▸ TEXT

* * *

Labour criticise Boris Johnson over Ed Miliband 'slur'
- Published
Labour have criticised Boris Johnson for saying that Ed Miliband would be "quietly satisfied" with disorder on a day of protest in London against cuts.
The Conservative mayor of London had mocked the Labour leader for failing to spell out to crowds in Hyde Park what cuts Labour would have made in power.
But a string of Labour MPs condemned the "slur" in the Commons - Yvette Cooper said it was "disgraceful".
Police have charged 149 people over unrest in London on Saturday.
Most of the arrests came after a sit-in was staged at a luxury store in Piccadilly, although there were also separate attacks on police officers and activists smashed windows and daubed banks and shops with paint.
Mr Johnson criticised the Labour leader's speech to protesters in Hyde Park in his Daily Telegraph column, external on Monday.
He said if Labour would not "come clean" about where they would make cuts "then their very presence at the march - and Miliband's speech - is the most disgusting cheat and fraud".
'Twisted politics'
Mr Johnson wrote: "The sad thing is that in spite of their crocodile tears, Balls and Miliband will feel quietly satisfied by the disorder - a token, they will tell themselves, of the public feeling that is to there to exploit."
Mr Miliband's deputy Harriet Harman told the BBC: "I think it's an outrageous allegation that we'd be satisfied with windows being smashed, offices and shops being broken into, criminal damage.
"Fortunately, I don't think anybody would believe Boris Johnson in that allegation - because I think it's outlandish, but I think he should withdraw it because it's completely wrong and I think it really says more about his twisted politics than it says about us."
In the Commons Home Secretary Theresa May was repeatedly pressed to criticise Mr Johnson's remarks - which her Labour shadow, Yvette Cooper described as "disgraceful and outrageous".
"It's the worst kind of politics to slur those who supported hundreds of thousands of peaceful marchers."
But Mrs May, who was repeatedly challenged on the issue by Labour MPs, said the mayor, as the elected representative in charge of the police, was "open to make the remarks that he chooses to make about the policing".

* * *

▸ RECORDS SUPPLIED
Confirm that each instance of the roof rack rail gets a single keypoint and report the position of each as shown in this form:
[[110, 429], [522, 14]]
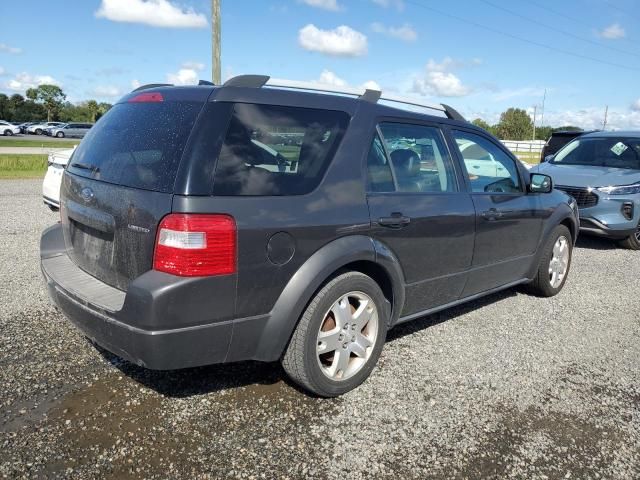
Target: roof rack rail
[[151, 85], [366, 94]]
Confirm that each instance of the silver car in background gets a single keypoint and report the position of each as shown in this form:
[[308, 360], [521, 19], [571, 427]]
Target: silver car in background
[[77, 130], [601, 171]]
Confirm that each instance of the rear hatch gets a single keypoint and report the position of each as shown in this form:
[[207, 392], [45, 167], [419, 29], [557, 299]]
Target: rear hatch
[[119, 184]]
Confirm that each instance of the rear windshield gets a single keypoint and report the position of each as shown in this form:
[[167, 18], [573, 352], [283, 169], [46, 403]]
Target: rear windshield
[[618, 152], [276, 150], [137, 145]]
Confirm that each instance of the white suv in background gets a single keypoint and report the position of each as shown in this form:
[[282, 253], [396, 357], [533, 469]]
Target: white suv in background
[[52, 179], [7, 128]]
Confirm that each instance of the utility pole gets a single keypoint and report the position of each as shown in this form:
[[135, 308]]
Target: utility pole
[[215, 42]]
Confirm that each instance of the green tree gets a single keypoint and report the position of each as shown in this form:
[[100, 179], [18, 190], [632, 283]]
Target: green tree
[[4, 107], [92, 107], [50, 96], [103, 107], [478, 122], [515, 124]]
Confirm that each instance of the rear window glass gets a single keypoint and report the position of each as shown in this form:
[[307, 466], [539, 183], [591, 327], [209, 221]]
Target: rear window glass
[[618, 152], [276, 150], [137, 145]]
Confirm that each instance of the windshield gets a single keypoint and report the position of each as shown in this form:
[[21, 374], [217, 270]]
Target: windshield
[[617, 152], [137, 145]]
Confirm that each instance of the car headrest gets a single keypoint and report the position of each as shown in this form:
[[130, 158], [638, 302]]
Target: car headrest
[[406, 162]]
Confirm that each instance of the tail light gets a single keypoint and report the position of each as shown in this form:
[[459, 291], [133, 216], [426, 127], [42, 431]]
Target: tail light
[[194, 245]]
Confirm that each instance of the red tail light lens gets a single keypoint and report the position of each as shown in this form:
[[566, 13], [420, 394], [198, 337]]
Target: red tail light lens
[[147, 97], [195, 245]]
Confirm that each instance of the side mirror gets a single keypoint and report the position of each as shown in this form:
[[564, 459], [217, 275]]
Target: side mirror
[[540, 183]]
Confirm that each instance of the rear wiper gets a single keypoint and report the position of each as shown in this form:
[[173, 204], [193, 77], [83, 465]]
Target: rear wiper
[[86, 166]]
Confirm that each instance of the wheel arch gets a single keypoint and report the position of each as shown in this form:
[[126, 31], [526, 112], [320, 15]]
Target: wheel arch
[[352, 253]]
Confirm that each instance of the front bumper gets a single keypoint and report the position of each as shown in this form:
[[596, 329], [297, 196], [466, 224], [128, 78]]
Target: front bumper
[[123, 322], [606, 219]]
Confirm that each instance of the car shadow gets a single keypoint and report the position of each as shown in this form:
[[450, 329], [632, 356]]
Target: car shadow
[[596, 243], [428, 321], [268, 378], [195, 381]]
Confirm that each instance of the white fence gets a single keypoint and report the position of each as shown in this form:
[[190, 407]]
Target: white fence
[[526, 146]]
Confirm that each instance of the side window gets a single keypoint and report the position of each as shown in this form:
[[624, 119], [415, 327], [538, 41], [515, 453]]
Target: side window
[[277, 150], [489, 168], [378, 169], [419, 158]]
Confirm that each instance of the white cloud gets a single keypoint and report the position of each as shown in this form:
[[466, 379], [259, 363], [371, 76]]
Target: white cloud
[[327, 77], [157, 13], [22, 81], [404, 32], [371, 85], [324, 4], [398, 4], [109, 91], [508, 94], [7, 49], [188, 74], [342, 41], [612, 32], [591, 118], [439, 80]]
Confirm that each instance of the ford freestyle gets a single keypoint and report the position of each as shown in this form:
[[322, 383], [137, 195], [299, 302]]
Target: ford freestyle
[[212, 224]]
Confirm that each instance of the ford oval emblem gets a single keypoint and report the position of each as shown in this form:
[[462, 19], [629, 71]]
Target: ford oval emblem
[[86, 194]]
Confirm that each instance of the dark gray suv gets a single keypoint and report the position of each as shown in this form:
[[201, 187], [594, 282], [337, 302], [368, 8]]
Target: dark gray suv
[[214, 224]]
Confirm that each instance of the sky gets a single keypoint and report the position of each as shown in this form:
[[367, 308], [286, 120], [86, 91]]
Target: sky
[[479, 56]]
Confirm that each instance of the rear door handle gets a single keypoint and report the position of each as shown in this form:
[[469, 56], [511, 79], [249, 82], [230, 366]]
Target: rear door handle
[[492, 214], [396, 220]]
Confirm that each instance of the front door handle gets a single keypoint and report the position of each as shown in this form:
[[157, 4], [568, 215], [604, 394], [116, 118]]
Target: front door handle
[[396, 220], [492, 214]]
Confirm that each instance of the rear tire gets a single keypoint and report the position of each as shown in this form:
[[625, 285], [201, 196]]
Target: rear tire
[[555, 263], [339, 337], [632, 242]]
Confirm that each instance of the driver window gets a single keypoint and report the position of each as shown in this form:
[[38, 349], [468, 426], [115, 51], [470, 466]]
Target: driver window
[[489, 168]]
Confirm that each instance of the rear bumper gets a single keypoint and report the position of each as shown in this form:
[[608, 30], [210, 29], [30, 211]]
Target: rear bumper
[[112, 318]]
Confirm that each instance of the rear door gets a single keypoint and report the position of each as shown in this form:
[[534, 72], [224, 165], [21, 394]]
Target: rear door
[[419, 210], [119, 184], [508, 220]]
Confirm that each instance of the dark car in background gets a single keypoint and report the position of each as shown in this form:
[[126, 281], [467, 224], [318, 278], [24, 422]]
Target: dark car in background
[[191, 234], [559, 139]]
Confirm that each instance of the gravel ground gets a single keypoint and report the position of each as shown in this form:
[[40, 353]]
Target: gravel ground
[[509, 386]]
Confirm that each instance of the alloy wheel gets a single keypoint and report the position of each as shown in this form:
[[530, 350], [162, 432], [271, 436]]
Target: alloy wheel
[[347, 336]]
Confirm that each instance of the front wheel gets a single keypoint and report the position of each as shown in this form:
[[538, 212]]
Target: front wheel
[[554, 264], [632, 242], [339, 337]]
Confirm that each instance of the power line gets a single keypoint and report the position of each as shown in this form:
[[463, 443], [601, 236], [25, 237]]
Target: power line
[[626, 12], [559, 30], [521, 39], [574, 19]]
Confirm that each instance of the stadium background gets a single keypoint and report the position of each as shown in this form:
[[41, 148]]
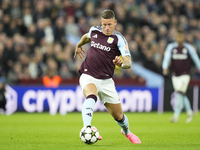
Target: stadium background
[[38, 38]]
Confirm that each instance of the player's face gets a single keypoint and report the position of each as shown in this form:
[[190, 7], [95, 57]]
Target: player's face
[[108, 26], [180, 37]]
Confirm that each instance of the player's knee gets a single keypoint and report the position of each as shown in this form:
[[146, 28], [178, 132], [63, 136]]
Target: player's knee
[[180, 92], [93, 96], [120, 118]]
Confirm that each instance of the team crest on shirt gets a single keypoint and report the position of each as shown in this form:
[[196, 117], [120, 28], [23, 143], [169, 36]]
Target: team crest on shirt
[[184, 51], [110, 40]]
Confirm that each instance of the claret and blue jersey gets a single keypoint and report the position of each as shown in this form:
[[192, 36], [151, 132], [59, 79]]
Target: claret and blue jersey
[[102, 51], [180, 58]]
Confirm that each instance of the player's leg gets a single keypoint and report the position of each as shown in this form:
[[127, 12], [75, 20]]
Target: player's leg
[[186, 102], [116, 111], [177, 84], [90, 92], [178, 106], [110, 98], [188, 108]]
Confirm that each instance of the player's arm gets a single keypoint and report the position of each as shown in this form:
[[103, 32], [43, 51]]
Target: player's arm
[[125, 63], [79, 50]]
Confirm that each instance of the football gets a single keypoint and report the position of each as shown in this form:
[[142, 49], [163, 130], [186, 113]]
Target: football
[[89, 134]]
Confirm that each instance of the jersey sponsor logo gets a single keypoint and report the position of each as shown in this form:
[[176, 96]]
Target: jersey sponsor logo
[[110, 40], [99, 46], [94, 36], [179, 56]]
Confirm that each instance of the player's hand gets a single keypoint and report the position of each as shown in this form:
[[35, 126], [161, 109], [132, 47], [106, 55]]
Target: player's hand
[[118, 61], [80, 52]]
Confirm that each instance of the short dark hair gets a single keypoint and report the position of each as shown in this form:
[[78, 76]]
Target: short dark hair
[[108, 14]]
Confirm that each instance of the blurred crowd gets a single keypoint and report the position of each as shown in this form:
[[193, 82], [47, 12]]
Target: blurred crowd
[[38, 37]]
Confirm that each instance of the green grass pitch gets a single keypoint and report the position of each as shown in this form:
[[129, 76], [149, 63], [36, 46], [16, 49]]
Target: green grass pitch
[[41, 131]]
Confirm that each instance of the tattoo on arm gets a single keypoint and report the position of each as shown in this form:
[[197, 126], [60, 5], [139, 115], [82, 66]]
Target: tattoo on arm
[[126, 62]]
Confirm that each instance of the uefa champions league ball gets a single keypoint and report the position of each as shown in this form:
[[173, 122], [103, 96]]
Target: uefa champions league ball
[[89, 134]]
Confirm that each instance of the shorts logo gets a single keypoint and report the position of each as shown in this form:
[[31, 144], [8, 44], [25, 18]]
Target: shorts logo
[[110, 40]]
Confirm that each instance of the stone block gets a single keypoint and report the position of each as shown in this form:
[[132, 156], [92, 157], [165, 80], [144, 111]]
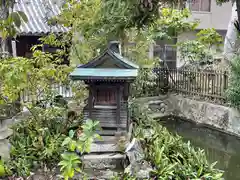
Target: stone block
[[103, 161], [4, 149]]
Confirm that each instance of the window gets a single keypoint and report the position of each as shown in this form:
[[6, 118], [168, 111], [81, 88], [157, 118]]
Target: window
[[106, 97], [167, 53], [199, 5]]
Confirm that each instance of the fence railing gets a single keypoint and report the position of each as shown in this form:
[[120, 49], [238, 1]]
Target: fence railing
[[58, 89], [212, 84]]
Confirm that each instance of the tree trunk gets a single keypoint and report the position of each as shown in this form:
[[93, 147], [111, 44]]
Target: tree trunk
[[4, 15], [230, 43], [238, 9]]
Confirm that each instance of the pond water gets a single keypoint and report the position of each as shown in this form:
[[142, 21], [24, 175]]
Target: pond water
[[219, 146]]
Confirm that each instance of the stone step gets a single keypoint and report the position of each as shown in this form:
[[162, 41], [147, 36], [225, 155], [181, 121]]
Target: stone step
[[103, 161], [102, 174], [107, 139], [104, 148], [158, 115]]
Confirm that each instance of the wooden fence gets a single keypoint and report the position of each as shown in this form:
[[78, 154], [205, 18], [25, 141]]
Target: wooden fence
[[211, 84], [57, 89]]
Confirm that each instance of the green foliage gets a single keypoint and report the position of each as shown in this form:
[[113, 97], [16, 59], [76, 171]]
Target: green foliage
[[93, 23], [172, 22], [2, 169], [209, 37], [8, 26], [70, 162], [43, 134], [145, 83], [233, 91], [191, 51], [202, 48], [35, 75], [170, 156]]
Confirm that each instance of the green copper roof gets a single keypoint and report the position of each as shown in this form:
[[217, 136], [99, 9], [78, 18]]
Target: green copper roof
[[101, 73], [115, 57]]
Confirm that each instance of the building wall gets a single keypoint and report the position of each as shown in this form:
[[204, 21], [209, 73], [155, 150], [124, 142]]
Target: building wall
[[217, 18], [191, 36]]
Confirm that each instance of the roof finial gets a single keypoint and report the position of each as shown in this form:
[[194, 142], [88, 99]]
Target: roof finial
[[115, 46]]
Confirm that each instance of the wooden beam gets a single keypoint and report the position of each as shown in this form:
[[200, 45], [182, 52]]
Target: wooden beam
[[90, 101], [118, 106]]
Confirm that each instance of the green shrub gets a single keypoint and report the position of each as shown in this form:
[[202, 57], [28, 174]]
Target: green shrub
[[36, 141], [233, 91], [170, 156]]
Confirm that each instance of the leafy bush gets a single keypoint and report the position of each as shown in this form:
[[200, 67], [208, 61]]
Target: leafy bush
[[170, 157], [233, 91], [80, 142], [36, 141]]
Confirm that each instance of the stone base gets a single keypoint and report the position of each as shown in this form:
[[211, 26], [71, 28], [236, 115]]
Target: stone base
[[5, 149], [104, 161]]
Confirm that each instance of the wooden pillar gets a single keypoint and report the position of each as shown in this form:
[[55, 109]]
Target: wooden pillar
[[126, 95], [118, 113], [90, 100]]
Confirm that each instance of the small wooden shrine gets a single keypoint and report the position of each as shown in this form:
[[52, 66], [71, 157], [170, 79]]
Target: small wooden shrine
[[108, 77]]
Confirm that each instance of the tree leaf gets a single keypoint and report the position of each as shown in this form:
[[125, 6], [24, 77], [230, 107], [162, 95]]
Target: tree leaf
[[23, 16]]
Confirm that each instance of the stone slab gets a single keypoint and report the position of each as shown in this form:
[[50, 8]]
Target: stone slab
[[103, 161], [103, 148]]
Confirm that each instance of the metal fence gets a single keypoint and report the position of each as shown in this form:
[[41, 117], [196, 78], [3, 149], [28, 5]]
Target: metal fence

* * *

▸ THE TASKS
1. In the article about Boris Johnson and Ed Miliband, turn the paragraph beginning "Most of the arrests came after" into a short list that keeps its main facts.
2. According to the article about Boris Johnson and Ed Miliband, why did Theresa May say the mayor could make his remarks? Answer in one to three sentences.

▸ EXPECTED ANSWERS
1.
- Most arrests followed a sit-in at a luxury store in Piccadilly.
- There were also separate attacks on police officers.
- Activists smashed windows.
- Activists daubed banks and shops with paint.

2. She said the mayor was the elected representative in charge of the police. For that reason, she said, he was "open to make the remarks that he chooses to make about the policing."